Excerpted text:
BEGIN

Proceedings of the XLVII Italian Society of Agricultural Genetics - SIGA Annual Congress

Verona, Italy - 24/27 September, 2003

ISBN 88-900622-4-X

 

Oral Communication Abstract - S1e

 

DETECTION OF CIS-ACTING REGULATORY VARIATION THAT AFFECTS MAIZE GENE EXPRESSION

 

F. CATTONARO, S. AMADEO, M. MORGANTE

 

Dipartimento di Produzione Vegetale e Tecnologie Agrarie, Università degli Studi di Udine, Via delle Scienze 208, 33100 Udine, Italy

 

 

maize, gene expression, SNPs, RT-PCR, heterosis

 

Variation in coding sequence is classified as synonymous and non-synonymous, reflecting nucleotide variants with and without an effect on phenotype at the level of protein primary structure and can be recognized directly from DNA sequence. Variation in non-coding cis-regulatory DNA sequences, which affects gene expression levels, has also been proposed as a major component of the genetic basis for phenotypic evolution. In humans it has been proposed to influence disease susceptibility. In contrast to the former, the latter type of variation can not be recognised from nucleotide sequences alone.

 

A method to detect changes in transcript levels, due to cis-acting sequence differences, without the necessity to recognize specific regulatory variants (which can be hundreds or even thousands of bases upstream from the transcription unit), has been developed in maize, based upon recent papers about methods for measurement of allelic levels of gene expression in humans and mouse (Yan et al., Science, 2002; Cowles et al., Nature Genetics, 2002).

END

Extracted records:
BEGIN

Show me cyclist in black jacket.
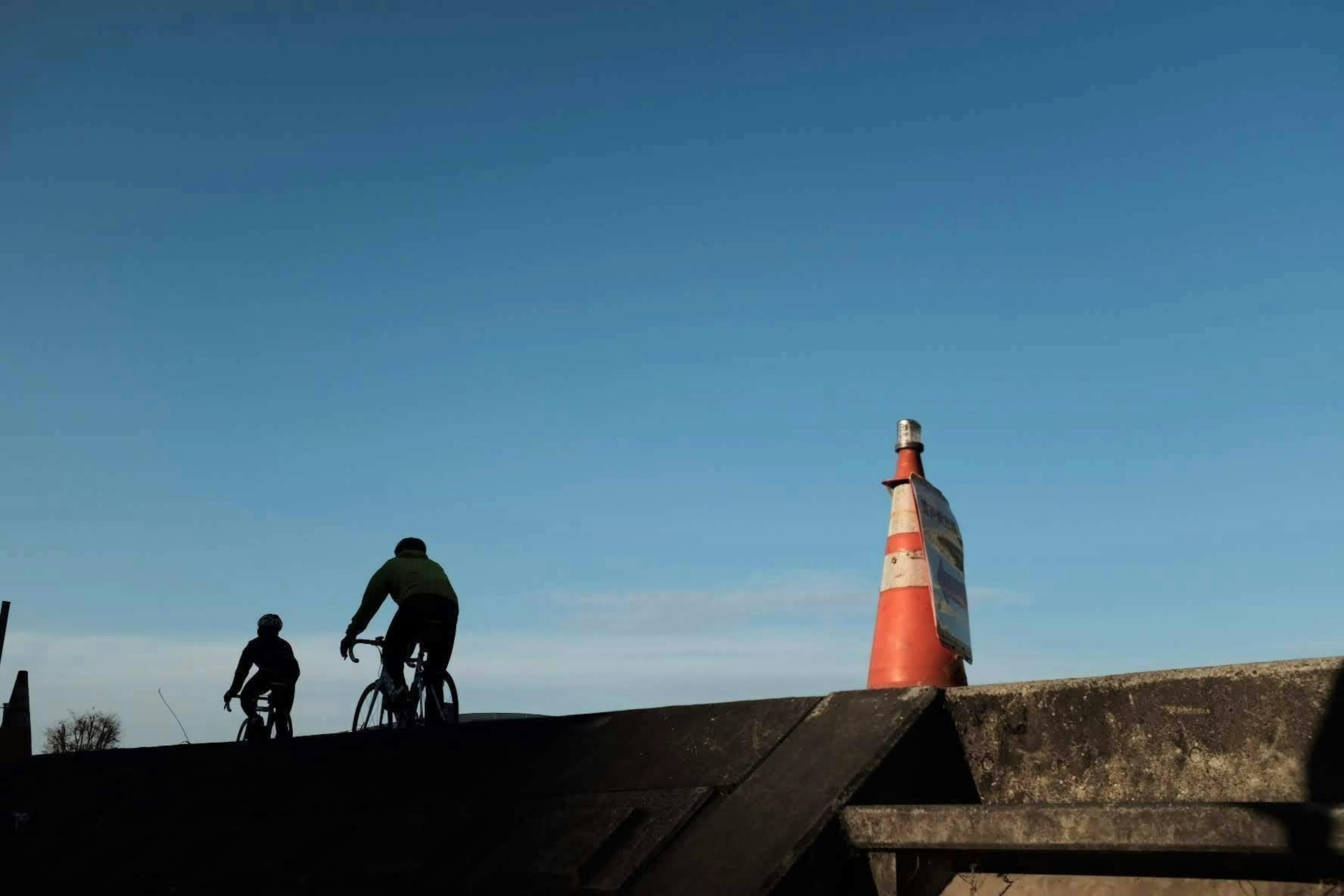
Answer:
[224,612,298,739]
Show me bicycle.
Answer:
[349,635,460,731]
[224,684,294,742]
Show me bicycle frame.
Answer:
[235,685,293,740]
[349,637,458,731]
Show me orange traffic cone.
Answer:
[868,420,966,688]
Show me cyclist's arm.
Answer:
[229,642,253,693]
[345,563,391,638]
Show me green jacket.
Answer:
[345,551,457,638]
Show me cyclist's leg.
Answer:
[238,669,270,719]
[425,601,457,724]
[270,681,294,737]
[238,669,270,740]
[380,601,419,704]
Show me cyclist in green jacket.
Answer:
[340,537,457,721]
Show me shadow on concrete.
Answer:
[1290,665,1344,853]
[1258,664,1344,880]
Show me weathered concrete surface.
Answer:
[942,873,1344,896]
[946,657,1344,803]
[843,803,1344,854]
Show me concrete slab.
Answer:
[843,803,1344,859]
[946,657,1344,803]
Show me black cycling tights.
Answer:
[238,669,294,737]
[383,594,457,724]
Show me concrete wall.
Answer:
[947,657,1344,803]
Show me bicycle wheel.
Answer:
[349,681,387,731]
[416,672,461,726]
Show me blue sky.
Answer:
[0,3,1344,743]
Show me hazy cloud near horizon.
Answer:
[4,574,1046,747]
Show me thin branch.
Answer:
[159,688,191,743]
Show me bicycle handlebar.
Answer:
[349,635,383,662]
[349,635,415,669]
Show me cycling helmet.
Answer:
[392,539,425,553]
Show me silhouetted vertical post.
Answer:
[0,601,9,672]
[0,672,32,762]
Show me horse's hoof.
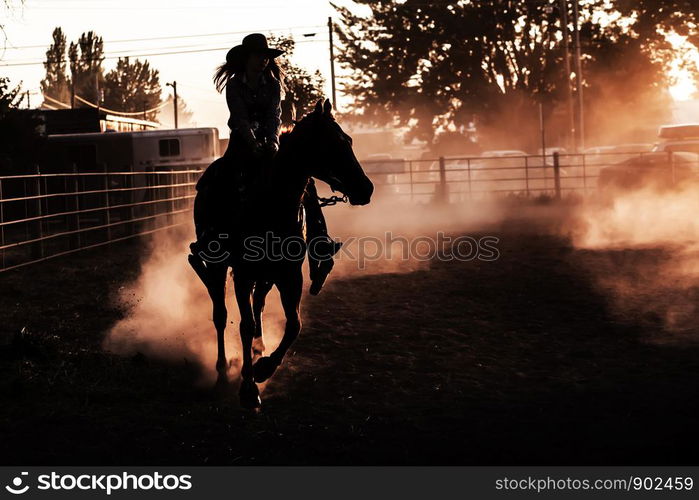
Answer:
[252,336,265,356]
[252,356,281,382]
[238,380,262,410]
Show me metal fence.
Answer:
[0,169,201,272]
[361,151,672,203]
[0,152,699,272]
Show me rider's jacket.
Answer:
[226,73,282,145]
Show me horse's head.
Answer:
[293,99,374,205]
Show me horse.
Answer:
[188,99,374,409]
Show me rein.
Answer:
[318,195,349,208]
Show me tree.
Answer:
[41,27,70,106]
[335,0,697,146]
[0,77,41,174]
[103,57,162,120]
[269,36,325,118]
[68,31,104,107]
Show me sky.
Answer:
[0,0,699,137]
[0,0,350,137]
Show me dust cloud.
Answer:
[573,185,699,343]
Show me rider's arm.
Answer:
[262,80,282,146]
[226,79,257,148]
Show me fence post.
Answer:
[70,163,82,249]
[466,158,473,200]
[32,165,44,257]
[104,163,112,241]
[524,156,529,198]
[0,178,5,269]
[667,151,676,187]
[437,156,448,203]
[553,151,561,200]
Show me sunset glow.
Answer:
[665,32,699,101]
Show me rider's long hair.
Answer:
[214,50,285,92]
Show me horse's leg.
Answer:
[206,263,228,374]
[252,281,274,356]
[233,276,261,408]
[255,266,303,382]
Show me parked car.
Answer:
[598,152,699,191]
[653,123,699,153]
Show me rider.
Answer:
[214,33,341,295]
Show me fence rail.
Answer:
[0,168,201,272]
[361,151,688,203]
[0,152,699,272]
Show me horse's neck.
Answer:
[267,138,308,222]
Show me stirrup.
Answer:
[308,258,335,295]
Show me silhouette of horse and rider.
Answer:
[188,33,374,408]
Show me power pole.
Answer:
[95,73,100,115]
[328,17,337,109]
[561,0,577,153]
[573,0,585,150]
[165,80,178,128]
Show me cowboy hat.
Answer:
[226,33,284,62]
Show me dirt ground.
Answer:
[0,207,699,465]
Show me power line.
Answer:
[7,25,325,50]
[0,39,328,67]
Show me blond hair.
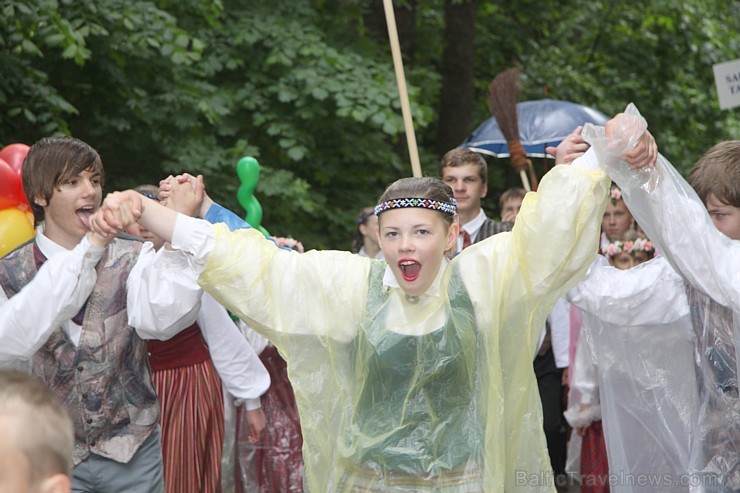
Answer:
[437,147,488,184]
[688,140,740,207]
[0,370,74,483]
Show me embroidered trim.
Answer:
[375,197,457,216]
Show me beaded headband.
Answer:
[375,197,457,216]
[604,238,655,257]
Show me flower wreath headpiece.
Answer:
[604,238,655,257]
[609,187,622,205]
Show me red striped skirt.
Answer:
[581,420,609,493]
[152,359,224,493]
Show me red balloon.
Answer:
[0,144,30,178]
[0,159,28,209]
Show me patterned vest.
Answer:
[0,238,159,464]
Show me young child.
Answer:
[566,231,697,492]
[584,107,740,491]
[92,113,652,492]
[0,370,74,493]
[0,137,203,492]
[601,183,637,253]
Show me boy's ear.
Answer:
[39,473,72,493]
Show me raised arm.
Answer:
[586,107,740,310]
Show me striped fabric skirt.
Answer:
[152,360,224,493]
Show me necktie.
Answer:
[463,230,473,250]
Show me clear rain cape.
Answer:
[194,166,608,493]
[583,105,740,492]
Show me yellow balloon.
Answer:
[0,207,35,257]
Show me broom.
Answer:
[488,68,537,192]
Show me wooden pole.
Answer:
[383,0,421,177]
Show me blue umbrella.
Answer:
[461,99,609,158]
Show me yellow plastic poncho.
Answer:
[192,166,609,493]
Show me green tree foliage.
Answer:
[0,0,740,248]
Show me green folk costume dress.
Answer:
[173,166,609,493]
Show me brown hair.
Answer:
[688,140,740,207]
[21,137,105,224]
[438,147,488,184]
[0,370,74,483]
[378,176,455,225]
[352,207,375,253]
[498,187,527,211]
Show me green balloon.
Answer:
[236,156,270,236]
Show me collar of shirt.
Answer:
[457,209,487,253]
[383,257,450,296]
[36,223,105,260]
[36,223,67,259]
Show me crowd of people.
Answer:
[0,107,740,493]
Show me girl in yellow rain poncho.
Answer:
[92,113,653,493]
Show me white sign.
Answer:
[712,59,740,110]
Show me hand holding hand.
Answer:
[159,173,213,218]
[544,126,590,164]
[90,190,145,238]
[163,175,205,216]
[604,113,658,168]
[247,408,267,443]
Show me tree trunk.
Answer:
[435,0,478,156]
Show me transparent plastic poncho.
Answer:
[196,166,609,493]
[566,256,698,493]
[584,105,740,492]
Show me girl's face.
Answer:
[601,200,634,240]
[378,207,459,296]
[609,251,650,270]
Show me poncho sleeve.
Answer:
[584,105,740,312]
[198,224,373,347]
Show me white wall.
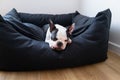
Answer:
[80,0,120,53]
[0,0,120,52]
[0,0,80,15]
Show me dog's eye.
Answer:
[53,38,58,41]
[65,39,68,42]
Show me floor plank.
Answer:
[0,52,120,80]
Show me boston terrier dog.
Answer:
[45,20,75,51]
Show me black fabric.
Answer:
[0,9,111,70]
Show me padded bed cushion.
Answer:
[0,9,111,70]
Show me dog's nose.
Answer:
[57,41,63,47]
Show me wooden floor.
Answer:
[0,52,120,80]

END
BEGIN

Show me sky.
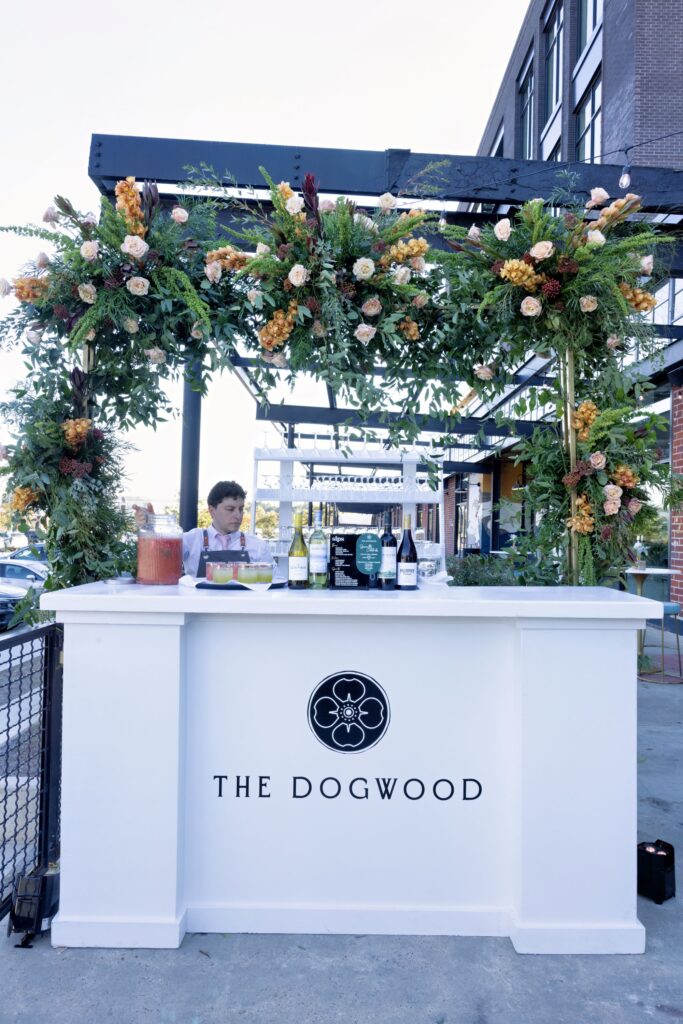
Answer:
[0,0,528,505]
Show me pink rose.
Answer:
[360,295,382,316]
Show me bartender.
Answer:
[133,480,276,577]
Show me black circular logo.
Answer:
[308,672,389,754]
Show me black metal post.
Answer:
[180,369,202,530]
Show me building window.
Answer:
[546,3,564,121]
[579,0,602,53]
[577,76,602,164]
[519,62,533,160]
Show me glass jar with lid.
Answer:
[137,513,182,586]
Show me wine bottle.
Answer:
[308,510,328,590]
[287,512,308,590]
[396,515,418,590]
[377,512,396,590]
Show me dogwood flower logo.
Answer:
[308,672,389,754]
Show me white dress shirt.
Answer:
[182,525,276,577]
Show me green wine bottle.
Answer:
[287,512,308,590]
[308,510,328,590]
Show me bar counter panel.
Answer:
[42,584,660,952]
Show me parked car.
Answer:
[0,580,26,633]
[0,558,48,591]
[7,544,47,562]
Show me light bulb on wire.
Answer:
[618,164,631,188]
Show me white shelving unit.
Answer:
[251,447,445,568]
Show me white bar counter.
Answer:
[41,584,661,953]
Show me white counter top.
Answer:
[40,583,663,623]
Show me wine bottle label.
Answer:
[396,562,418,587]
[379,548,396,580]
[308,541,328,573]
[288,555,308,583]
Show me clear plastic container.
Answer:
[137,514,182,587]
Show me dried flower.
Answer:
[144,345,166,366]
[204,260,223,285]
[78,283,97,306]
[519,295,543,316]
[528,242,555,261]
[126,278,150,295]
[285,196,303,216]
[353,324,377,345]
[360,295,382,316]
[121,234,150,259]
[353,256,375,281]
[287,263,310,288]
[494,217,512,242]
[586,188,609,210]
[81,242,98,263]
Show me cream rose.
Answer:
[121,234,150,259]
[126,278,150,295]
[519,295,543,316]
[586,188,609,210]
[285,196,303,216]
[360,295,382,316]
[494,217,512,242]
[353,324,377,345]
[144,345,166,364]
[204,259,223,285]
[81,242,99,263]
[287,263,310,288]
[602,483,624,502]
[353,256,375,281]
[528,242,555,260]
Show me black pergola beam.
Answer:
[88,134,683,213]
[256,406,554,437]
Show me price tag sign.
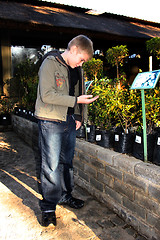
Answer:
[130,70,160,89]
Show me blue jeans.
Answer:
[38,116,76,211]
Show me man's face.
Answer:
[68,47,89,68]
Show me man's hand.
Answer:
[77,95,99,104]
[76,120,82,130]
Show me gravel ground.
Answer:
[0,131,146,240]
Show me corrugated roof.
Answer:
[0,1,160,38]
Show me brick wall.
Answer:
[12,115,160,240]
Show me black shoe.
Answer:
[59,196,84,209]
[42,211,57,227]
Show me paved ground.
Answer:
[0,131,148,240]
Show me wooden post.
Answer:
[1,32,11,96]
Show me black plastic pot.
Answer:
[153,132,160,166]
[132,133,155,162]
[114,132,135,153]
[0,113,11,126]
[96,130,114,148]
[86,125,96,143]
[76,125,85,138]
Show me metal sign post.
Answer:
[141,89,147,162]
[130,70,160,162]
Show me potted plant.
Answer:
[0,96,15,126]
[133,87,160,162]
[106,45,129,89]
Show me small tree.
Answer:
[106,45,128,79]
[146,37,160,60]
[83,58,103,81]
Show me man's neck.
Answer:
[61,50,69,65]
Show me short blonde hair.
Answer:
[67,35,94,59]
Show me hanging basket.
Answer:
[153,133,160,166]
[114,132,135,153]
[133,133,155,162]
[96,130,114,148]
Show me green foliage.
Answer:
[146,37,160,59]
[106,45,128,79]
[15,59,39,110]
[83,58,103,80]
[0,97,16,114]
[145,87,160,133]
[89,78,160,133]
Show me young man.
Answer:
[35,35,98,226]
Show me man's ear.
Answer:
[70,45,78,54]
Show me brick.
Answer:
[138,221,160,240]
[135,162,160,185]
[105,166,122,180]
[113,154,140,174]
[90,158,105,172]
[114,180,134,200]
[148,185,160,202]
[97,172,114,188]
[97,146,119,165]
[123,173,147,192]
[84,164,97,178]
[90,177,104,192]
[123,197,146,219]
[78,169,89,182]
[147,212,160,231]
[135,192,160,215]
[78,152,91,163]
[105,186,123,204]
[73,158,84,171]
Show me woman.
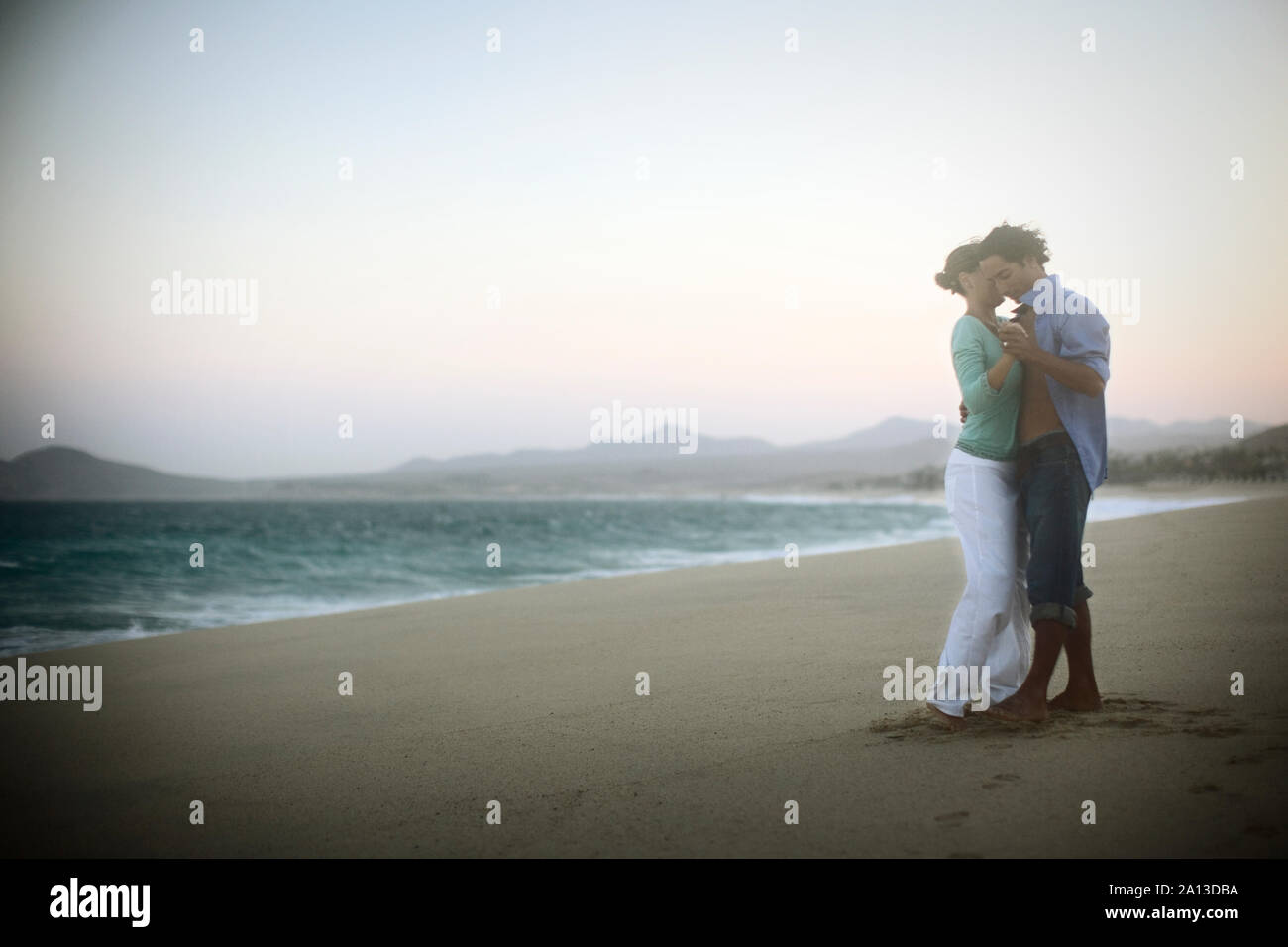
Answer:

END
BEGIN

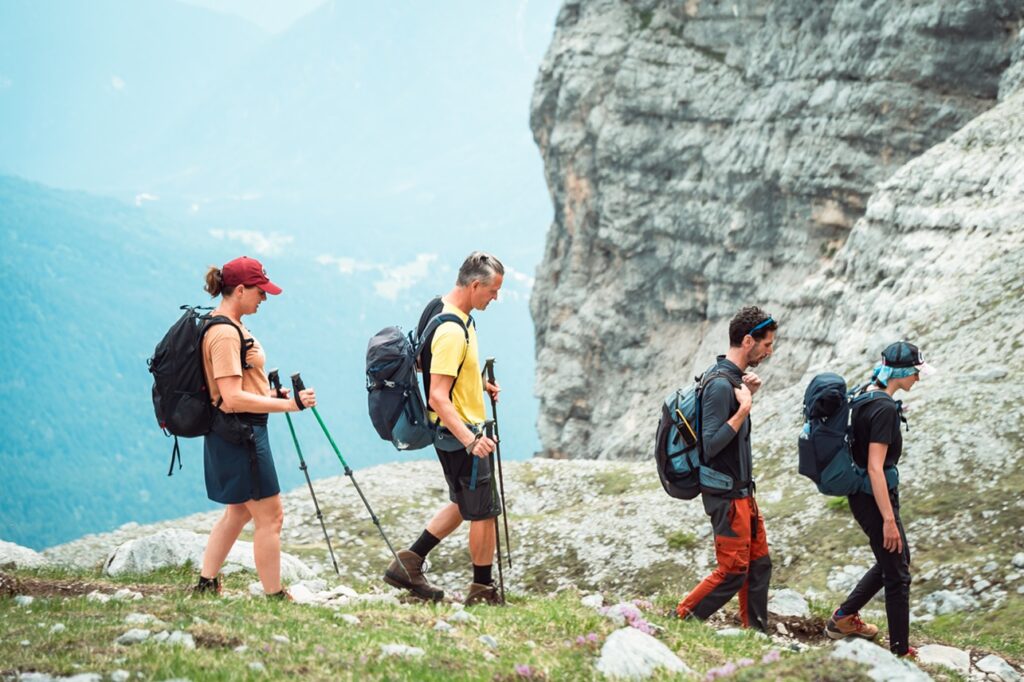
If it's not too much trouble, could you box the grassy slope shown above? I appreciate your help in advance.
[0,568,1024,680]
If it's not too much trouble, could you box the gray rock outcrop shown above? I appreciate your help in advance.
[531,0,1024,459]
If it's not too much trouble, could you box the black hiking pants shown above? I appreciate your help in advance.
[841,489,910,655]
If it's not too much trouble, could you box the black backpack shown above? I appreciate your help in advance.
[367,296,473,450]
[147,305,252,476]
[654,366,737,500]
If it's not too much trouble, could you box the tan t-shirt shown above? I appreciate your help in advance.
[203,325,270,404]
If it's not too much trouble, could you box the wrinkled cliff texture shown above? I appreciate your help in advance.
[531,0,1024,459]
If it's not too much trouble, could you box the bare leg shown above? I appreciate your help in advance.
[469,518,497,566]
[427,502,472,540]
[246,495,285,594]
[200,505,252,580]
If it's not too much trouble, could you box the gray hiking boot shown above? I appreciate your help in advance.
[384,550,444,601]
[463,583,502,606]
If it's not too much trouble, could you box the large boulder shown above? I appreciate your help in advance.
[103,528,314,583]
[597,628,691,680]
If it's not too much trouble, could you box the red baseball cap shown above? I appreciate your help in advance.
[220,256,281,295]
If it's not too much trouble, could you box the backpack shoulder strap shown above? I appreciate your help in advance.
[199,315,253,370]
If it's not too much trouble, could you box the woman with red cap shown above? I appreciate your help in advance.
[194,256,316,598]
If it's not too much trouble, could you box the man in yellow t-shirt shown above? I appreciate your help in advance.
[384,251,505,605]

END

Work instructions:
1. Write out the part of the maize gene expression abstract starting at "maize, gene expression, SNPs, RT-PCR, heterosis" and ending at "nucleotide sequences alone.".
2. List every keyword given in the maize gene expression abstract.
3. Answer these questions from the maize gene expression abstract:
(a) In what city and on what dates was the congress held?
(b) What university are the authors affiliated with?
(c) How far from the transcription unit can specific regulatory variants lie?
The listing has nothing to do with the maize gene expression abstract.

Results for each task:
1.
maize, gene expression, SNPs, RT-PCR, heterosis

 

Variation in coding sequence is classified as synonymous and non-synonymous, reflecting nucleotide variants with and without an effect on phenotype at the level of protein primary structure and can be recognized directly from DNA sequence. Variation in non-coding cis-regulatory DNA sequences, which affects gene expression levels, has also been proposed as a major component of the genetic basis for phenotypic evolution. In humans it has been proposed to influence disease susceptibility. In contrast to the former, the latter type of variation can not be recognised from nucleotide sequences alone.

2. maize, gene expression, SNPs, RT-PCR, heterosis

3.
(a) Verona, Italy, 24/27 September 2003
(b) Università degli Studi di Udine
(c) Hundreds or even thousands of bases upstream